[Start of PAGE TEXT]
Systems must maintain capacity headroom.


Finding Bottlenecks (Measure, Don’t Guess)

Performance tuning must always follow:

Measure → Identify bottleneck → Optimize

Never optimize blindly.

Common bottlenecks:

  • database queries

  • synchronous logging

  • serialization

  • network latency

  • external APIs


Example: Hidden Bottleneck

Example API:

GET /products/:id

Initial assumption:

Database is slow

Engineers add Redis caching.

But performance does not improve.

After instrumentation:

DB query = 8ms
Redis lookup = 3ms
Logging service = 500ms

Problem:

Logging performed synchronously

Correct solution:

async logging

Code Example: Async Logging

Bad

await logger.logToRemoteService(data);

Better

setImmediate(() => {
  logger.logToRemoteService(data);
});

Or using a queue:

await logQueue.add(data);

Profiling and Distributed Tracing

Profiling

Profilers measure:

  • CPU usage

  • memory allocation

  • function execution time

Example Node.js profiling:

node --prof server.js

Visualization tools generate flame graphs showing slow functions.
[End of PAGE TEXT]
GOALS:
A. Answer these questions from the page on performance bottlenecks, one line each:
(i) How long did the logging service take after instrumentation?
(ii) What did engineers add because they assumed the database was slow?
(iii) What command is given for Node.js profiling?
B. Please list every item the page on performance bottlenecks gives as a common bottleneck.
C. Reproduce word for word the stretch of the page on performance bottlenecks from "Example: Hidden Bottleneck" through "does not improve.".
[Start of DATA SECTION]
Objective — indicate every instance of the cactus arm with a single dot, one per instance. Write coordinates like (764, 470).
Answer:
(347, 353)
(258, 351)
[End of DATA SECTION]
ANSWERS BELOW:
A.
(i) 500ms
(ii) Redis caching
(iii) node --prof server.js

B.
database queries
synchronous logging
serialization
network latency
external APIs

C.
Example: Hidden Bottleneck

Example API:

GET /products/:id

Initial assumption:

Database is slow

Engineers add Redis caching.

But performance does not improve.